OBJECTIVE: Update the listing below by replacing every "Where would you say" with "Where do you think" and leaving all other wording untouched. Leave the pictures out of your version.

[Coordinate annotation entries]

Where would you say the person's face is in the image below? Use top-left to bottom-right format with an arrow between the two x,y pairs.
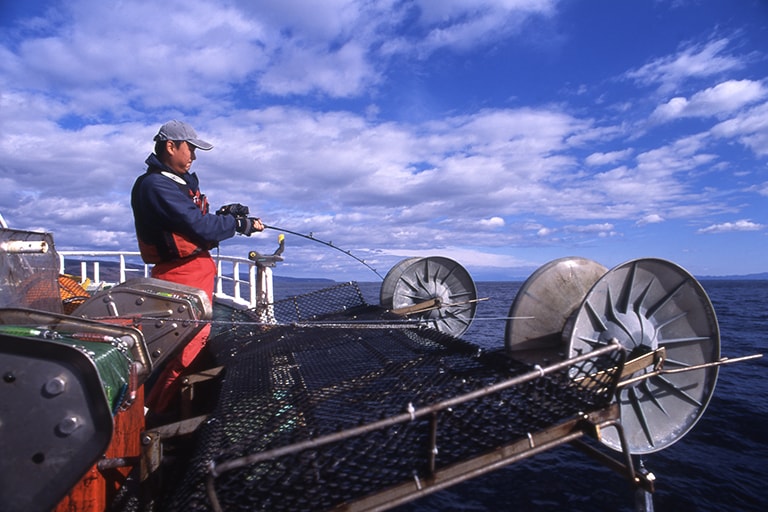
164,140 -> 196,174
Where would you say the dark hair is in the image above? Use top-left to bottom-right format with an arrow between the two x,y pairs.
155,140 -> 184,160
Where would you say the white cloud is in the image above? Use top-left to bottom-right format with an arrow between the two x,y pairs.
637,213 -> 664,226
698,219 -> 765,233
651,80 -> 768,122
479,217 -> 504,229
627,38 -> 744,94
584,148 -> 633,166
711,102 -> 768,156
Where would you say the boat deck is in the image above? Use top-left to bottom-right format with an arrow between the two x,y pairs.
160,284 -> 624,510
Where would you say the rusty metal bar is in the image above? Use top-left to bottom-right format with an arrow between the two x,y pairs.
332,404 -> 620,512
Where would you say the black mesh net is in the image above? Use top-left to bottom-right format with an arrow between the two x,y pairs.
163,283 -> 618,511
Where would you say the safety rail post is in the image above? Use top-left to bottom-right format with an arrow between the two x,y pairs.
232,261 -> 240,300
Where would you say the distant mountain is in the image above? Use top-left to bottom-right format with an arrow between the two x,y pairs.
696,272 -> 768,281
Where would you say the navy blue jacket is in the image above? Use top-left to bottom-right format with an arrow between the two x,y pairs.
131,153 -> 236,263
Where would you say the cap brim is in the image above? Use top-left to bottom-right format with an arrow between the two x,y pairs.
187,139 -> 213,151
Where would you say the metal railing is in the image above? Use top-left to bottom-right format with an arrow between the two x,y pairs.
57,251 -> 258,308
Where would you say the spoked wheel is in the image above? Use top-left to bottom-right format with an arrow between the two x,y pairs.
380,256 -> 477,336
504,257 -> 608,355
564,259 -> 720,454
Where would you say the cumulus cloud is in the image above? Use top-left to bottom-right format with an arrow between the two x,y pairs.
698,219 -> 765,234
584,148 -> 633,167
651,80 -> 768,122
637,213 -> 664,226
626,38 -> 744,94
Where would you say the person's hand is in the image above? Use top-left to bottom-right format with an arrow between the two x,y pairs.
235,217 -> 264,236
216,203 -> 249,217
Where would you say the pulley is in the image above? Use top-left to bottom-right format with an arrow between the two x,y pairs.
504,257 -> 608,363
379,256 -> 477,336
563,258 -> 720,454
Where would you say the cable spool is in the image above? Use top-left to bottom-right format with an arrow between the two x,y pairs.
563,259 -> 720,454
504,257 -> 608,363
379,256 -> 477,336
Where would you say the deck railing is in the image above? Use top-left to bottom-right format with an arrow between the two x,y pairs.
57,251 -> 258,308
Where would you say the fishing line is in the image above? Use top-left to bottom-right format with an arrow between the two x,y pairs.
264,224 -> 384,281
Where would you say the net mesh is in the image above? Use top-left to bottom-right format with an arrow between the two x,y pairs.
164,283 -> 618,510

THE REPLY:
Where do you think the person's face is in the image below? Use top-left to bottom-right format with an arrow between the two x,y pairs.
164,140 -> 196,174
Where do you think the dark hair is in the image above? Use top-left to bottom-right format with an arrow between the two x,y pairs.
155,140 -> 184,160
Where do you think the white cloud is in the image above? Use top-left to bottom-right format with an arrow between the two x,y pairs.
637,213 -> 664,226
698,219 -> 765,233
651,80 -> 768,122
479,217 -> 504,229
627,38 -> 744,94
584,148 -> 633,166
711,102 -> 768,156
Where do you think the boat deck is in the image above? Use top-left to bottom-right format with an arrow between the two x,y pairs.
160,284 -> 624,510
Where do you think the rusty metal bar is in the image above? Use top-left to bottom-right format with an arrow between the two x,y pairs.
332,404 -> 620,512
Where do you think the black mesh net is in the image above? Use top-left to bottom-right format with an arrow between the two x,y pairs.
163,283 -> 618,511
Where do you think the safety rail post is in the image above? Use top-left to bottom-right format with an arrow between the two x,y pairs.
232,261 -> 240,300
Where do you think the distant mountain is in the image above? Use top-left to bottom-right format with an arrow between the two x,y pairs.
696,272 -> 768,281
Where do you think the navy blue jacket is in the image above? Use top-left to bottom-right format with an arrow between the two x,y pairs.
131,153 -> 236,263
Where do you think the cap brim is in the image above? Use top-left to bottom-right format with an arrow between the two x,y pairs.
187,139 -> 213,151
Where do you think the metal railing is in the image above? Use top-left to bottom-right format with an arrow between the two x,y pairs.
57,251 -> 258,308
Where do you think the spoked wheel is in the image above? Use top-left to bottom-right format with an arrow between the two x,y pairs.
380,256 -> 477,336
504,257 -> 608,355
564,259 -> 720,454
Where do you think the cumulus cloud is in the image above? Use top-left to bottom-right format with an arrow between the two x,y pairs.
698,219 -> 765,234
584,148 -> 633,167
651,80 -> 768,122
637,213 -> 664,226
626,38 -> 744,94
Where do you think the person's hand is in the image above? Use top-left to bottom-right format with an arrow between the two x,y pairs.
235,217 -> 264,236
216,203 -> 249,217
Where do you think the pulley is in the image above? Use top-left to bottom-right format with an arrow between the two x,y pairs.
504,257 -> 608,363
379,256 -> 477,336
563,258 -> 720,454
Where do you think the cable spool is in the image above? Use top-left to bottom-right format with an arrow between the two x,y pairs.
563,259 -> 720,454
504,257 -> 608,363
379,256 -> 477,336
Where do you think the deck railing is in the image above? Use top-left to bottom-right format with an arrow between the two x,y pairs.
57,251 -> 258,308
Where do you think the fishing line is in the image above? Use top-left to bottom-right format with an arrow between the two x,y pairs.
264,224 -> 384,281
Where do you think the net mesh is in the image above? Use top-left to bottom-right format with an arrow between the two x,y pairs.
164,283 -> 618,510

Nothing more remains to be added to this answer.